__Set task__. Repeat the lines below word for word, starting with the first line and continuing through the line that contains "[254,217,325,358]", with both included.

Stored entries
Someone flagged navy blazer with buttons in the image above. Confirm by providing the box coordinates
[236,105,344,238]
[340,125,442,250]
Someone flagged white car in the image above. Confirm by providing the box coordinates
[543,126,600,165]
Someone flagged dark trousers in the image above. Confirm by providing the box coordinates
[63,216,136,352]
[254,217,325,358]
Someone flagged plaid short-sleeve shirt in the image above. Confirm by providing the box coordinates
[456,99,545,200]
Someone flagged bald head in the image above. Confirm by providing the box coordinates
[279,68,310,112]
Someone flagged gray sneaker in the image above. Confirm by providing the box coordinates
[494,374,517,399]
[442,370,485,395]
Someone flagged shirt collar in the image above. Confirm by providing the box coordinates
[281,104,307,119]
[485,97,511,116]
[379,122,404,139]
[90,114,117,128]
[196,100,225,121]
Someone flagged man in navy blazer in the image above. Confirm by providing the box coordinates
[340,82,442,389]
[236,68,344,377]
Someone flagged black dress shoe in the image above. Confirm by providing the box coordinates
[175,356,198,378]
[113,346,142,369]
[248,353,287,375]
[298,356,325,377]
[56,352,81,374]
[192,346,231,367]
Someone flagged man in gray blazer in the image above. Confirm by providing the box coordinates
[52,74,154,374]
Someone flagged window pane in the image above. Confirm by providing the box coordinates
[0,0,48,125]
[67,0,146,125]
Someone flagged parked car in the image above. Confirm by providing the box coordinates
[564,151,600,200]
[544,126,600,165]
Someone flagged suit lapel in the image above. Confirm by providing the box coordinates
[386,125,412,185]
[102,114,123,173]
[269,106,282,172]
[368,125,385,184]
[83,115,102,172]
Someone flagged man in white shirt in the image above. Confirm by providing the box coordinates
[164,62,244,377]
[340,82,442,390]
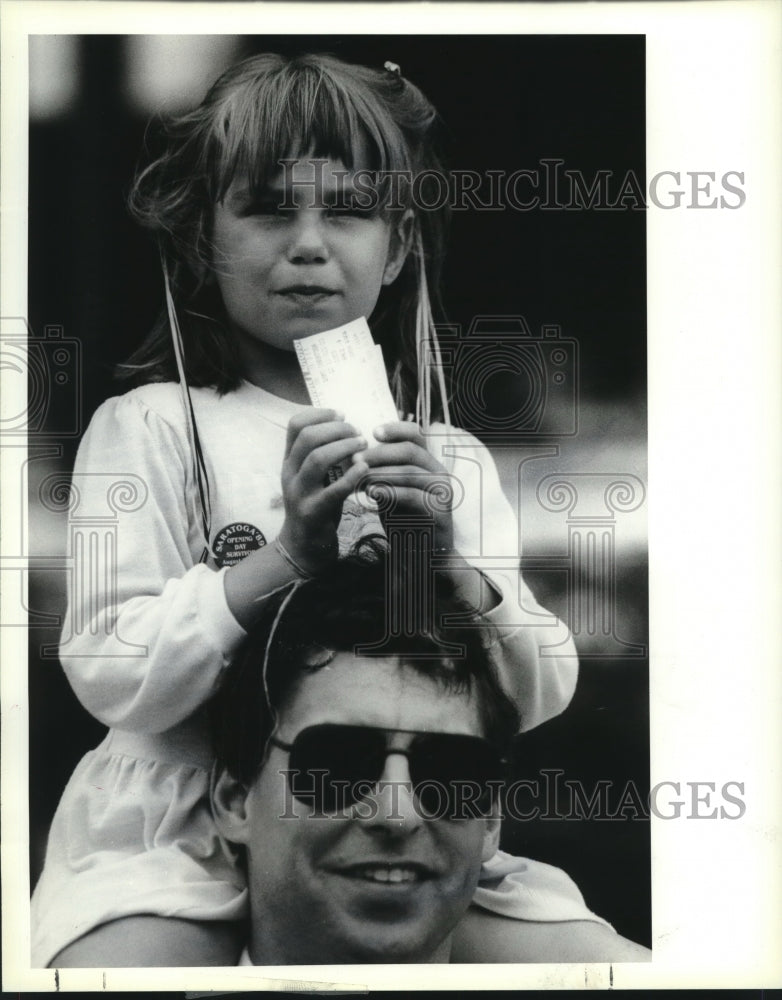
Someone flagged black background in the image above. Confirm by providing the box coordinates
[29,35,651,944]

__Output of the task__.
Someone flagged navy blazer with buttons in the image above. Confirm by providing the box coordinates
[236,105,344,238]
[340,125,442,250]
Someone flagged white car in the image above. Confirm by providing the box coordinates
[543,126,600,165]
Someone flagged dark trousers in the image above. Confirm by providing the box coordinates
[63,216,136,352]
[254,217,325,358]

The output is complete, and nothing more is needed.